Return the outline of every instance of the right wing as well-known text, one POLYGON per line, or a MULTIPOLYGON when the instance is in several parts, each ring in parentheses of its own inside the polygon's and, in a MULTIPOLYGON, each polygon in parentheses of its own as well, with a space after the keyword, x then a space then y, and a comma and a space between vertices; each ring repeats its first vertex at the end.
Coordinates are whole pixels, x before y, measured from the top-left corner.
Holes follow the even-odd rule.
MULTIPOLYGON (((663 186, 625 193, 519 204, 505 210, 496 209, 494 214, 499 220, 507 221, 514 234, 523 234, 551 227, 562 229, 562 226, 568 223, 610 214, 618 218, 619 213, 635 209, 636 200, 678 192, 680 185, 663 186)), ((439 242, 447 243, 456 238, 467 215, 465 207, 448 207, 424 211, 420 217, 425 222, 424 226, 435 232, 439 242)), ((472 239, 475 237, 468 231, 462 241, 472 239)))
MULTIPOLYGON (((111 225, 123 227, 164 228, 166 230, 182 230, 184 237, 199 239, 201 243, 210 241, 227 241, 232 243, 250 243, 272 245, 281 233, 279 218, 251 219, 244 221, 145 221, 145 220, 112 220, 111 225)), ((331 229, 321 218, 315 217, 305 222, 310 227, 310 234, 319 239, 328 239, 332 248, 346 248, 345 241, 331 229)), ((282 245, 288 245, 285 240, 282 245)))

* * *

■ GIVEN EXERCISE
Print every line above verbatim, in the original order, with nothing added or left out.

■ OUTPUT FOR THIS EXERCISE
Return the outline of every instance of the right wing as well-known text, one POLYGON per line, or a MULTIPOLYGON when the instance is in several parts, each ring in parentheses of its own inside the polygon's and, in a MULTIPOLYGON, each polygon in parentheses of its own as well, with a space after the keyword, x then a space then y, and a comma and a space between vertices; each ring repeats its first vertex at the end.
Coordinates are whole pixels, x before y, measured from the top-left corner.
Holes follow the even-odd rule.
MULTIPOLYGON (((663 186, 625 193, 519 204, 505 210, 496 209, 494 214, 499 220, 507 221, 514 234, 523 234, 551 227, 562 229, 562 226, 568 223, 610 214, 618 218, 619 213, 635 209, 636 200, 678 192, 680 185, 663 186)), ((439 242, 447 243, 456 238, 467 215, 465 207, 448 207, 424 211, 420 217, 425 222, 424 226, 435 232, 439 242)), ((472 239, 475 237, 468 231, 462 241, 472 239)))
MULTIPOLYGON (((111 225, 123 227, 164 228, 166 230, 182 230, 184 237, 199 239, 201 243, 210 241, 227 241, 232 243, 250 243, 272 245, 281 233, 279 218, 251 219, 244 221, 145 221, 145 220, 112 220, 111 225)), ((331 229, 321 218, 315 217, 305 222, 310 227, 310 234, 319 239, 328 239, 332 248, 346 248, 345 241, 331 229)), ((282 245, 288 245, 285 240, 282 245)))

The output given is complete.